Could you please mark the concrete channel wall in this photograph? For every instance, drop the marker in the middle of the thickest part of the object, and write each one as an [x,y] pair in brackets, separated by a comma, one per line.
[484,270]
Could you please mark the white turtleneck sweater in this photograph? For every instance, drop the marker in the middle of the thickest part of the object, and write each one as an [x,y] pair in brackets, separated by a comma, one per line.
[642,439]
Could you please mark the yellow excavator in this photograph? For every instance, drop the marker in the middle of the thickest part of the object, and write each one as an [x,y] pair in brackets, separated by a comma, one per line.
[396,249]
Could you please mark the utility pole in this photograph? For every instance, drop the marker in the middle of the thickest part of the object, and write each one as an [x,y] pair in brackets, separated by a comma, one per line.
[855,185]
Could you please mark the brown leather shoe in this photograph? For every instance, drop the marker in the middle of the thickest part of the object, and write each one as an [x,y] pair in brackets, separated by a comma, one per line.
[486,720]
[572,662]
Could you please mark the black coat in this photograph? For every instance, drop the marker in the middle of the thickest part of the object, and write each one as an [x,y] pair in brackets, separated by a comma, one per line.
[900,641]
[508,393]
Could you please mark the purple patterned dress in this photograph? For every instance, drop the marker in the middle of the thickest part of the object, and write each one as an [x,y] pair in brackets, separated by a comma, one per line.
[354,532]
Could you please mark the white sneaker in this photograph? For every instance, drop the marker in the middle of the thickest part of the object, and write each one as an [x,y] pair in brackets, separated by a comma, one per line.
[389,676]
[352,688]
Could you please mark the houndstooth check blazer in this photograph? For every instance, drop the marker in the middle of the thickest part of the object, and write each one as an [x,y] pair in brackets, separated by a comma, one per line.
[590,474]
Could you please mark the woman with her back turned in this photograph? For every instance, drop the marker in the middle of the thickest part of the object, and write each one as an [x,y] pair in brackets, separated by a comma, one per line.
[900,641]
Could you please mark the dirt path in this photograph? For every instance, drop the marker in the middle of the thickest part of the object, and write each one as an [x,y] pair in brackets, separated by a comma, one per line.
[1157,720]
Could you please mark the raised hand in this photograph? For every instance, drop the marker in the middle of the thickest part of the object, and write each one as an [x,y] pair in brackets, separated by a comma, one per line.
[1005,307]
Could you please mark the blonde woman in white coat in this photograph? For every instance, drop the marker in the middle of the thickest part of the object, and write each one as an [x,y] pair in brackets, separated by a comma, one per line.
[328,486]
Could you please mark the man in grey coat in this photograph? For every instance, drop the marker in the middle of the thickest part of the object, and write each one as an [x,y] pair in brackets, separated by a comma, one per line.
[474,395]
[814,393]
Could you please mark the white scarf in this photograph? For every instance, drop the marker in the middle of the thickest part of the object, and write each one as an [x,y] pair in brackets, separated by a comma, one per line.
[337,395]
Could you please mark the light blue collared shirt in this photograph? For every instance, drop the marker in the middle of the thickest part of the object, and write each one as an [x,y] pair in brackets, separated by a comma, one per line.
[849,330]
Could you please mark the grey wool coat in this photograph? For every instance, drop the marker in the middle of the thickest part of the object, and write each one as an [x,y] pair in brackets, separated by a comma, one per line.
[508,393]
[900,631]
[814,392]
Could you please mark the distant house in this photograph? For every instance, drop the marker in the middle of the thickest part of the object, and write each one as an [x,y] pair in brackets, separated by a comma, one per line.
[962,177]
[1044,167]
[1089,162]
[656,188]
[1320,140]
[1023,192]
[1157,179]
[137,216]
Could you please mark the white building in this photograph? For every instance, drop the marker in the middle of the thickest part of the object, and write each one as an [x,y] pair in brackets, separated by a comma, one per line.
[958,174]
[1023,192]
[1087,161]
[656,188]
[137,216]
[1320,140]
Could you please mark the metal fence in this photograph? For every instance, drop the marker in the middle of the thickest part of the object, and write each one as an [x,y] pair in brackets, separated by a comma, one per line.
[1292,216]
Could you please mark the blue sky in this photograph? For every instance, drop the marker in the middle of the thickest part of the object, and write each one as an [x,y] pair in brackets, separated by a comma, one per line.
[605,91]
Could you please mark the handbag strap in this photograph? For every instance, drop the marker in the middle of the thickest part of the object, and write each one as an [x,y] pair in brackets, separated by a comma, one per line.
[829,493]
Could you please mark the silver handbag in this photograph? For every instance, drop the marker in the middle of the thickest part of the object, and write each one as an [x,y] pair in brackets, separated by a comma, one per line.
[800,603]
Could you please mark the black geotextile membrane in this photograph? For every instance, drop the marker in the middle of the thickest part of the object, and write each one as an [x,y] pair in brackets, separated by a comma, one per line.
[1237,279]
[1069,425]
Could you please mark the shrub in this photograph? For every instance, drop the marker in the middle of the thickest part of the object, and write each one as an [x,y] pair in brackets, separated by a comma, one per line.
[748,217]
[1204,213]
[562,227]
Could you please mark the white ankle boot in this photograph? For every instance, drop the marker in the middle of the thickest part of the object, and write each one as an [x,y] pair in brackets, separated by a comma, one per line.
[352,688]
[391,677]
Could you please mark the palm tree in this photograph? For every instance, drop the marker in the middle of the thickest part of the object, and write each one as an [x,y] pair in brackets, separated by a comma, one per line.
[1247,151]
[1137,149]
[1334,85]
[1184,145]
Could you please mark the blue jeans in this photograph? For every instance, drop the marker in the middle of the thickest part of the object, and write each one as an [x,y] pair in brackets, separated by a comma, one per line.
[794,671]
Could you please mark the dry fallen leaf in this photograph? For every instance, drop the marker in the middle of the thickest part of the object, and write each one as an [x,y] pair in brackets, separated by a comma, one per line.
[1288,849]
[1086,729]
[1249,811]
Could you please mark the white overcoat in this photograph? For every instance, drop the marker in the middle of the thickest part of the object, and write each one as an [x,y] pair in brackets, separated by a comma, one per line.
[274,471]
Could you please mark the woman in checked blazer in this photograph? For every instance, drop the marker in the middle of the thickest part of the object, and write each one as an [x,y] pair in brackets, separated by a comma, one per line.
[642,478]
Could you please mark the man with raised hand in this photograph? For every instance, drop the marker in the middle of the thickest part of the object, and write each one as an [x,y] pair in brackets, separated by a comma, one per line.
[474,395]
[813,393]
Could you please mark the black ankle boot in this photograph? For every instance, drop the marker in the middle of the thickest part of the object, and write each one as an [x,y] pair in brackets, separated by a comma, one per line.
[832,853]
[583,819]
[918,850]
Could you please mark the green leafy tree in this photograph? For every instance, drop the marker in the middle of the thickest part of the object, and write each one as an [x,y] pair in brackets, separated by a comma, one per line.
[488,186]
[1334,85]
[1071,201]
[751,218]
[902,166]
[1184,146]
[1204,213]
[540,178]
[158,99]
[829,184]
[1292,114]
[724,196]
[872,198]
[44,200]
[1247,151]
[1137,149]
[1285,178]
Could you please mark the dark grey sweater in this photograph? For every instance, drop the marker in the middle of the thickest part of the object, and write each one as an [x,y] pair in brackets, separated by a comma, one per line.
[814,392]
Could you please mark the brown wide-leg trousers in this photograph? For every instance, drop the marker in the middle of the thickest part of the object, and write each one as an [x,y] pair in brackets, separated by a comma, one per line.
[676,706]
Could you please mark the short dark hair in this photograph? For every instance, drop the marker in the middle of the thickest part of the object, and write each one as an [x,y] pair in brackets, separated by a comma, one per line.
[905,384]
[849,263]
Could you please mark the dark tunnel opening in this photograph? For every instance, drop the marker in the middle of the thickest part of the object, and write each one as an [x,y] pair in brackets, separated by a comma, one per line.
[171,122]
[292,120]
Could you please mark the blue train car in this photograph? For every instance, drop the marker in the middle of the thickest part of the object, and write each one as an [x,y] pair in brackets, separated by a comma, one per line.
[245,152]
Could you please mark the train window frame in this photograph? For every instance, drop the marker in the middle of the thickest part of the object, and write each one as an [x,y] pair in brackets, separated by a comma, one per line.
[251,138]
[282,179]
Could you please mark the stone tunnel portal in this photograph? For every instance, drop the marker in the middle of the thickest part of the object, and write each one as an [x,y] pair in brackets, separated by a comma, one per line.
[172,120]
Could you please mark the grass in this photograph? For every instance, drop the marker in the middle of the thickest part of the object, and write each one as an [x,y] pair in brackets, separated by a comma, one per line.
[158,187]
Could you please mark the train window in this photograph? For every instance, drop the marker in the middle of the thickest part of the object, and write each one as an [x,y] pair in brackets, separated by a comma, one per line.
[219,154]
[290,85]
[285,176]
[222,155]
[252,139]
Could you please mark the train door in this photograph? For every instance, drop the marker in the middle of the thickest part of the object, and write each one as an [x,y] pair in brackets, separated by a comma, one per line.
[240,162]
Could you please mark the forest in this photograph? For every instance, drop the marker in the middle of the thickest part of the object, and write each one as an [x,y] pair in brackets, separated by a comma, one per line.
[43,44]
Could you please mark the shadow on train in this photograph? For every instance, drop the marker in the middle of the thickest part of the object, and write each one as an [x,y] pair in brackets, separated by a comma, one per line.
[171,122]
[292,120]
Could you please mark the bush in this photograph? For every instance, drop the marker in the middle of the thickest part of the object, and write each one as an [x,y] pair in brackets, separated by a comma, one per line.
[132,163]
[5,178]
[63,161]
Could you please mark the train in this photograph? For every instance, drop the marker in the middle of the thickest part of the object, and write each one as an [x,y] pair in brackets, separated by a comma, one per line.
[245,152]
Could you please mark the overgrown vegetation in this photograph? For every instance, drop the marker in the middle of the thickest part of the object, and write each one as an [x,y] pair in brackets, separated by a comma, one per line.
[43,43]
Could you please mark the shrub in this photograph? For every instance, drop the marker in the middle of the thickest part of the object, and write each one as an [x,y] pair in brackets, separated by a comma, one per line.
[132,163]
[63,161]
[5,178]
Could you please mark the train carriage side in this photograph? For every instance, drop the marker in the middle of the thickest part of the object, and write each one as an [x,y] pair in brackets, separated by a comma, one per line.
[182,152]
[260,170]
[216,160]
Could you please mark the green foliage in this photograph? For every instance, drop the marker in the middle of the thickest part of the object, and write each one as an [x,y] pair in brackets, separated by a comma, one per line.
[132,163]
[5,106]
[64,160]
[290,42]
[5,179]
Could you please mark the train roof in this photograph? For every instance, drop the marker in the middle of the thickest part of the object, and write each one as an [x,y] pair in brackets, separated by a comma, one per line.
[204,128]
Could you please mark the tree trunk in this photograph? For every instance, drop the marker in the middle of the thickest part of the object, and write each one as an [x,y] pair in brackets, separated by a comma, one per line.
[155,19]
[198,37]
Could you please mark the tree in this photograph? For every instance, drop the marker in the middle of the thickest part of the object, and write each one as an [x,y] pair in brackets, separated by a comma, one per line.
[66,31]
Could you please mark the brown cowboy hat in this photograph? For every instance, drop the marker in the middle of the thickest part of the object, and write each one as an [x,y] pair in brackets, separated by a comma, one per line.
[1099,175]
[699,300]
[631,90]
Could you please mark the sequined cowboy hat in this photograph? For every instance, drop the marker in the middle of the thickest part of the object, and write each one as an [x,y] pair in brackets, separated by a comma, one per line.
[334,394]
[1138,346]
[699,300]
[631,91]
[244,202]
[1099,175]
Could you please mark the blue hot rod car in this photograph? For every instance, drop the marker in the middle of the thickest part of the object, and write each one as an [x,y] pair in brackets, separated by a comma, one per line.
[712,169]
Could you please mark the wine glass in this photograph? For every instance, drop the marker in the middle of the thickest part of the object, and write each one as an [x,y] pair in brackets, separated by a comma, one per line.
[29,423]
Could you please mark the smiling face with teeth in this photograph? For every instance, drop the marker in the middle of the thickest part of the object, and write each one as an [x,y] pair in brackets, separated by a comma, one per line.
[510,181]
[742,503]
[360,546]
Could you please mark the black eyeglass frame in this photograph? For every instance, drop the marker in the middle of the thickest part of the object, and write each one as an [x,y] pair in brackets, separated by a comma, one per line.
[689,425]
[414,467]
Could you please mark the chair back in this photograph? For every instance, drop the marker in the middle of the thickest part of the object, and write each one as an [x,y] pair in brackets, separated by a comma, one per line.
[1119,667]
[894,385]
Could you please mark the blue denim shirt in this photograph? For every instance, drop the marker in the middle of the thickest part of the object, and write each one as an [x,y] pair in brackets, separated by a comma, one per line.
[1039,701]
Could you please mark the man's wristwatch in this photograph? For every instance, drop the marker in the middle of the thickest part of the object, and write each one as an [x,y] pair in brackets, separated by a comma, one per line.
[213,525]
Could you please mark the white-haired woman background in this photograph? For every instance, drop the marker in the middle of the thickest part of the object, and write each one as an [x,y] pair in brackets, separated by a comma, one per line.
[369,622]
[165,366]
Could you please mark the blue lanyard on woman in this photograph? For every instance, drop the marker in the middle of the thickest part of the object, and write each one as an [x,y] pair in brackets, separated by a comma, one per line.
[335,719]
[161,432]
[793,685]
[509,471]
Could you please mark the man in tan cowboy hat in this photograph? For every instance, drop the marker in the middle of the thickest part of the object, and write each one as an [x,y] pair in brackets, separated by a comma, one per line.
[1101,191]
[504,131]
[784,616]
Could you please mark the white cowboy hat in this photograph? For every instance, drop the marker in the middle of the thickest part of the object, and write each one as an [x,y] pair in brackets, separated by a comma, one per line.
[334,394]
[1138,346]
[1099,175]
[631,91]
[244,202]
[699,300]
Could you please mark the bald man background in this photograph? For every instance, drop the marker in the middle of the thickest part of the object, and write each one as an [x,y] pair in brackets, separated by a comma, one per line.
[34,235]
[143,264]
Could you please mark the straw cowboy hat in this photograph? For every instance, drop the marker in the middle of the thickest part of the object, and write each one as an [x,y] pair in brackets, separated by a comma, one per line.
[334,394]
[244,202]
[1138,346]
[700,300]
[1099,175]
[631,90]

AIM
Quote exactly and only the lines from the one holding "Could you please mark the white-haired" through the end of the data.

FINISHED ANSWER
Could you please mark the white-haired woman background in this photograph? For every instance, drop the marker in the middle of the thickest part of the object, and write each one as an [x,y] pair in brackets, separated by a comma, one per line.
[369,622]
[165,366]
Could you please mark the blue lanyard on woman in this photograph? For every instance, drop the marker in the middle of the thickest part of the object, and write each one as an [x,y] pair in brackets, separated by a comma, one per line.
[335,719]
[161,432]
[793,685]
[509,471]
Could you please mark the man in tan cowboy hat in this photograph? For every instance, drop the marker in the middle of the thickest part of the object, and write each one as an [x,y] pair in brackets, separated by a comma, one per line.
[1101,191]
[504,131]
[784,616]
Could you please mark the white cowboy hat in this photograph? For every instance, drop the marker in the middle of the thickest part of the object, and write each one as an [x,y] pair in brackets, separated by a comma, one per line.
[334,394]
[1138,346]
[1099,175]
[631,91]
[244,202]
[699,300]
Could you please mark the bald man background in this photograph? For every instance, drop the marker in the middle of the thickest part of the object, and write each one as an [x,y] pair in brackets, separated by a comma, one per line.
[34,235]
[143,264]
Could you please mark the straw cowboy hat in this photograph? For every instance, drop the marker in the middle of the thickest part of the object, and write each one as an [x,y] pair in brackets, separated by a comma, one per line.
[334,394]
[244,202]
[1138,346]
[700,300]
[1099,175]
[631,90]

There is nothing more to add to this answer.